Problem to work on.
Can you set out every line of the records below as a numbered list, skipping any blank lines?

═══ Source records

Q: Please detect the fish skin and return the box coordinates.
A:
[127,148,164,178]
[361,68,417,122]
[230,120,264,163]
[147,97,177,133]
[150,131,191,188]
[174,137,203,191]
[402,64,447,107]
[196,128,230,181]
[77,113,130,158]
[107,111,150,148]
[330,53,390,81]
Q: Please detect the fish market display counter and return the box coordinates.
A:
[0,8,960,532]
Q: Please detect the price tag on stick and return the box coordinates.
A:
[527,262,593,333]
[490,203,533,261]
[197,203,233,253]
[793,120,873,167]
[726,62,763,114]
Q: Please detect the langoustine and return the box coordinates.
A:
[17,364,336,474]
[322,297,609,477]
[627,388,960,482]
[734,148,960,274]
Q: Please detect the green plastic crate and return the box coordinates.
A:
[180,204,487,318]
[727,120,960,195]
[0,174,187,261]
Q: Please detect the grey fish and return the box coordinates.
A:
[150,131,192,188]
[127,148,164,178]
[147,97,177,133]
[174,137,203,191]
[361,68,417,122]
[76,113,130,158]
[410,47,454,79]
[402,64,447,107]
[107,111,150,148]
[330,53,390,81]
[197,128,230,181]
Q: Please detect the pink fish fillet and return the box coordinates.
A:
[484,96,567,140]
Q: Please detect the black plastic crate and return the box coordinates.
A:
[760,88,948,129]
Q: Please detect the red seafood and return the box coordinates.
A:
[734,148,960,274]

══════

The response.
1. Q: Please detect the fish skin and return the box coordinates.
2. A:
3. [127,148,164,178]
4. [361,68,417,122]
5. [230,120,264,163]
6. [147,97,177,133]
7. [150,131,191,188]
8. [174,137,203,191]
9. [402,64,447,107]
10. [196,128,230,181]
11. [77,113,130,158]
12. [107,111,150,148]
13. [330,53,390,81]
14. Q: Please detect the fish market display counter and return the box coordinates.
15. A:
16. [0,8,960,532]
17. Q: Please detect the price tag on stick and return the box coordinates.
18. A:
19. [527,262,593,333]
20. [490,203,533,261]
21. [197,203,233,253]
22. [793,120,873,167]
23. [726,62,763,114]
24. Q: Please detect the langoustine and return the box coordinates.
25. A:
26. [17,364,336,474]
27. [322,297,609,477]
28. [627,388,960,482]
29. [734,148,960,274]
30. Q: Please detect the green plastic crate and return the box coordinates.
31. A:
32. [180,204,487,318]
33. [727,120,960,195]
34. [0,174,187,261]
35. Q: Please detect the grey fish and return the box coordinates.
36. A:
37. [150,131,192,188]
38. [127,148,164,178]
39. [147,97,177,133]
40. [174,137,203,191]
41. [361,68,417,122]
42. [76,113,130,158]
43. [410,47,454,79]
44. [402,64,447,107]
45. [107,111,150,148]
46. [330,53,390,81]
47. [197,128,230,181]
48. Q: Please detect the pink fish fillet and return the box coordinates.
49. A:
50. [484,96,567,140]
51. Q: Please detect the black plastic crate and return the box coordinates.
52. A:
53. [760,88,948,129]
54. Q: Please detect the red seafood and return the box coordinates.
55. A:
56. [734,148,960,274]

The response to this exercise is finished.